** Opening EXCERPT PROVIDED block **

Tullock stuffs his book full of abstract and concrete examples. The abstractions and toy models illustrate his basic conjectures and his concrete anecdotes leaven the text with humor and additional insight. Without these examples, the text would be dry, dense, infuriating, and cynicism-inducing.
Information Flow
Let’s start with information flow. Information seems like a key determinant in how we will organize our society.
How will the entrepreneur learn if something is not going right? How will the departments coordinate with each other? Who is really in charge of this meeting?
From the perspective of the mid-level bureaucrat there is a cloud of people in the organization -some higher, some lower. In the figure below our mid-level bureaucrat is the x; everyone in the oval has some immediate effect on his actions. The dots are constantly moving in and out of the oval. The purpose Tullock has in mind is to motivate a meditation on the difference between the formal, official and informal, organic structures of the organization and attempt to reconcile them. He complements the diagram with a motivating excerpt from War and Peace in which the character Boris Dubretskoy discovers the difference between the formal and informal.
There is nothing like the moment in life when we realize that roles and titles are not indicative of power, influence, intelligence or capacity. Oftentimes, I find forcing formal structures upon a small organization too early does violence to the organic natural hierarchy, which develops through the nature of relationships. For those who need the clear signals offered by titles, leaving things informal is a painful and confusing situation. But my hunch is that it is efficient, and carries little risk when an organization is young.
This idea of the cloud of people makes sense for all organizations. If we think of it first as a cloud and secondly as a formal hierarchy, we probably are hitting closer to the truth of things.
I know the type: an official in Health and Human Services, who is known for his object-level competence and “ugly genius” qualities; fortunately, he and his coterie have been promoted to high enough ranks that they can be a more competent hook in the side of the other slow incompetents who make their careers inside a leviathan.

** Closing EXCERPT PROVIDED block **

[EXERCISE REQUIREMENTS]: Output the excerpt on Tullock's book in full, reproducing every word as it appears. The records are separate material and are not part of the excerpt on Tullock's book.

** Opening DATA TO EXAMINE block **

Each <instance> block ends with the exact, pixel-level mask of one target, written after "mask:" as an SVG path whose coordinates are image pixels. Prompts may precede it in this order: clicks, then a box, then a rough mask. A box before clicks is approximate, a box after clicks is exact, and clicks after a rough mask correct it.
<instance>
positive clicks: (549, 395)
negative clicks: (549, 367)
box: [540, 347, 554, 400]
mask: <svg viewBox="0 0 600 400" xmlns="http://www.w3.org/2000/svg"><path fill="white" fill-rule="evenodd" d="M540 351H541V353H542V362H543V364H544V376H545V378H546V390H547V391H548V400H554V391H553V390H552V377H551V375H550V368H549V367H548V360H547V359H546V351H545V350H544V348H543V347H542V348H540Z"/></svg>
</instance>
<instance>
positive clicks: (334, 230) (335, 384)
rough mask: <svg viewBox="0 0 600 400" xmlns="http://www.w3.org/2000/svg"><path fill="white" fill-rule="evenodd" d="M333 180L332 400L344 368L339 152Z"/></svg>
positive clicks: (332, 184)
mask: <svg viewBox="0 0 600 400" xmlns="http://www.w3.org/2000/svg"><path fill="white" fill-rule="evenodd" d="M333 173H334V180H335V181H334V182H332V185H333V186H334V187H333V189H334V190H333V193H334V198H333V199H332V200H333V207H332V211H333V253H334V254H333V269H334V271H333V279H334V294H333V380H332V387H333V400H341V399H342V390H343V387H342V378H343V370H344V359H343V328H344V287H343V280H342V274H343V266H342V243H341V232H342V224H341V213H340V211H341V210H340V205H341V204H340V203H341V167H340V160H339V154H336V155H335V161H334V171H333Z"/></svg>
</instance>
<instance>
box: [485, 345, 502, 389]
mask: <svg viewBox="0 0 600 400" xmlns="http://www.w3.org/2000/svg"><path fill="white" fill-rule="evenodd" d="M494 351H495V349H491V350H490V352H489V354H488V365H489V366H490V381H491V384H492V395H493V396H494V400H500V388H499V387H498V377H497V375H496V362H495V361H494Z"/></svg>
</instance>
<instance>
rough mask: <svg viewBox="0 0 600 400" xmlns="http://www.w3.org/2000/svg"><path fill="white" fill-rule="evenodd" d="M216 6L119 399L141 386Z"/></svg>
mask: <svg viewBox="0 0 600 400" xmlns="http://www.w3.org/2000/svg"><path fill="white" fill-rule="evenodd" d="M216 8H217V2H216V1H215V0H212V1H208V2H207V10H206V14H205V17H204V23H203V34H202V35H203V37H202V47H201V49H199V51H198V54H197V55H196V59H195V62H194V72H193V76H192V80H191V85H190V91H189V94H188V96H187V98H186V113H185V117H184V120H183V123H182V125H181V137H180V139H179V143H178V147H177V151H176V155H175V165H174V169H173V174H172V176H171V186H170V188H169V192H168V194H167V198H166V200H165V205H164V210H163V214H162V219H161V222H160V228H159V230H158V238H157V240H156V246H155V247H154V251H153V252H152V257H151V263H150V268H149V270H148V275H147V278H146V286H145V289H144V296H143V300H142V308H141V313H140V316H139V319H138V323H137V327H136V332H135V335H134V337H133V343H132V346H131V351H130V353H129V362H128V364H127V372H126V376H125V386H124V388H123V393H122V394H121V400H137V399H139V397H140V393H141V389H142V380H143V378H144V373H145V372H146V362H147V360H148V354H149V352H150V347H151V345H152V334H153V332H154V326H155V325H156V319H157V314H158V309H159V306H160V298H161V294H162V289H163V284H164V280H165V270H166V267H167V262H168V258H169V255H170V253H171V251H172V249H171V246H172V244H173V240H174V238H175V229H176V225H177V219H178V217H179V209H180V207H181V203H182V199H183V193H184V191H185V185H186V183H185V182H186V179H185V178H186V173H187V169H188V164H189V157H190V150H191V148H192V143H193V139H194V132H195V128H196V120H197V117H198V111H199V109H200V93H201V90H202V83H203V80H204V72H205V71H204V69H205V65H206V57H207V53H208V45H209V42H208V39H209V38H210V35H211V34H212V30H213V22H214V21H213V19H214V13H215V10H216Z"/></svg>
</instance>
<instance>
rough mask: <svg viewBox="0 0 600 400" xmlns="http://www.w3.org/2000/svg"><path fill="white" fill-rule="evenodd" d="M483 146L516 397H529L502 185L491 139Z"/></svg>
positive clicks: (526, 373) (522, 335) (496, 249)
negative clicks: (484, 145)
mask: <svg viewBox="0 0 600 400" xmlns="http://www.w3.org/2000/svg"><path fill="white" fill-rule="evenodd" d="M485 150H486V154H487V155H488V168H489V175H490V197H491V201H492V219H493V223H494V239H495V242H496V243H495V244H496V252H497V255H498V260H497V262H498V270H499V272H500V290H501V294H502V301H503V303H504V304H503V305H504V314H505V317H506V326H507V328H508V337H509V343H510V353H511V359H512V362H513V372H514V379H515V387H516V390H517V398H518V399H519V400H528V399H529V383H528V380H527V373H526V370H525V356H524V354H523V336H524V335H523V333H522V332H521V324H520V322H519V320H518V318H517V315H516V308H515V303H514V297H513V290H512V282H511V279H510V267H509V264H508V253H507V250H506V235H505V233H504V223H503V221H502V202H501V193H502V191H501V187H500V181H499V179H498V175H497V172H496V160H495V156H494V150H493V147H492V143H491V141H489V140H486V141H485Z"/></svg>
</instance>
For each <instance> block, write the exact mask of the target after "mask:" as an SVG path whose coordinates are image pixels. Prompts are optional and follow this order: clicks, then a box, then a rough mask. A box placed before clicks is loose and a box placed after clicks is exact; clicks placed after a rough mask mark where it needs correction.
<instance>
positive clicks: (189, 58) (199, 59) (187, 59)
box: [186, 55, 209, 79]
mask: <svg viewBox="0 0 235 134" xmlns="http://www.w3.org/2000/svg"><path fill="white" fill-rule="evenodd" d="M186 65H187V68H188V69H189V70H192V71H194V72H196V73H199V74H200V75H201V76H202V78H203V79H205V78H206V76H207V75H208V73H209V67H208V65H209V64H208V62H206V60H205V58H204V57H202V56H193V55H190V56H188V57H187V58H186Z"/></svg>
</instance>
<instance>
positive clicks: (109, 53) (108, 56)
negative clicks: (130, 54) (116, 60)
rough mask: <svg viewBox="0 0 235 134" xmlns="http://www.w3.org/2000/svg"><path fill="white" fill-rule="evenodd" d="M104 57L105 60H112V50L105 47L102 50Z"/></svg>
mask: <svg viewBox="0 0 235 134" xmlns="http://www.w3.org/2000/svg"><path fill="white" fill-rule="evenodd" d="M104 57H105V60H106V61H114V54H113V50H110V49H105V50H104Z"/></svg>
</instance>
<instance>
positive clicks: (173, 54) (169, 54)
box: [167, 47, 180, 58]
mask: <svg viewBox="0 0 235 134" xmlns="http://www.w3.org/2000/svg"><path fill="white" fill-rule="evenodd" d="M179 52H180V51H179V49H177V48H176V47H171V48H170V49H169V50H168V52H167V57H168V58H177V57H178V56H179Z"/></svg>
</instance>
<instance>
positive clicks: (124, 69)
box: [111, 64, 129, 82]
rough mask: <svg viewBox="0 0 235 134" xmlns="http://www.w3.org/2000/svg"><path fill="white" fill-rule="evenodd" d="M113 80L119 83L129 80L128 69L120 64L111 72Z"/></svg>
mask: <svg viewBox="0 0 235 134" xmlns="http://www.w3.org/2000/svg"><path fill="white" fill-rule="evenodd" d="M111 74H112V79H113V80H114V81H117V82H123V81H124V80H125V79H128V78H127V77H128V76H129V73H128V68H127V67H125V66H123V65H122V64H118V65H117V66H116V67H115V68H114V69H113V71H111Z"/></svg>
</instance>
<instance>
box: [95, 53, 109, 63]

** Closing DATA TO EXAMINE block **

[RESULT OF THE TASK]:
Tullock stuffs his book full of abstract and concrete examples. The abstractions and toy models illustrate his basic conjectures and his concrete anecdotes leaven the text with humor and additional insight. Without these examples, the text would be dry, dense, infuriating, and cynicism-inducing.
Information Flow
Let’s start with information flow. Information seems like a key determinant in how we will organize our society.
How will the entrepreneur learn if something is not going right? How will the departments coordinate with each other? Who is really in charge of this meeting?
From the perspective of the mid-level bureaucrat there is a cloud of people in the organization -some higher, some lower. In the figure below our mid-level bureaucrat is the x; everyone in the oval has some immediate effect on his actions. The dots are constantly moving in and out of the oval. The purpose Tullock has in mind is to motivate a meditation on the difference between the formal, official and informal, organic structures of the organization and attempt to reconcile them. He complements the diagram with a motivating excerpt from War and Peace in which the character Boris Dubretskoy discovers the difference between the formal and informal.
There is nothing like the moment in life when we realize that roles and titles are not indicative of power, influence, intelligence or capacity. Oftentimes, I find forcing formal structures upon a small organization too early does violence to the organic natural hierarchy, which develops through the nature of relationships. For those who need the clear signals offered by titles, leaving things informal is a painful and confusing situation. But my hunch is that it is efficient, and carries little risk when an organization is young.
This idea of the cloud of people makes sense for all organizations. If we think of it first as a cloud and secondly as a formal hierarchy, we probably are hitting closer to the truth of things.
I know the type: an official in Health and Human Services, who is known for his object-level competence and “ugly genius” qualities; fortunately, he and his coterie have been promoted to high enough ranks that they can be a more competent hook in the side of the other slow incompetents who make their careers inside a leviathan.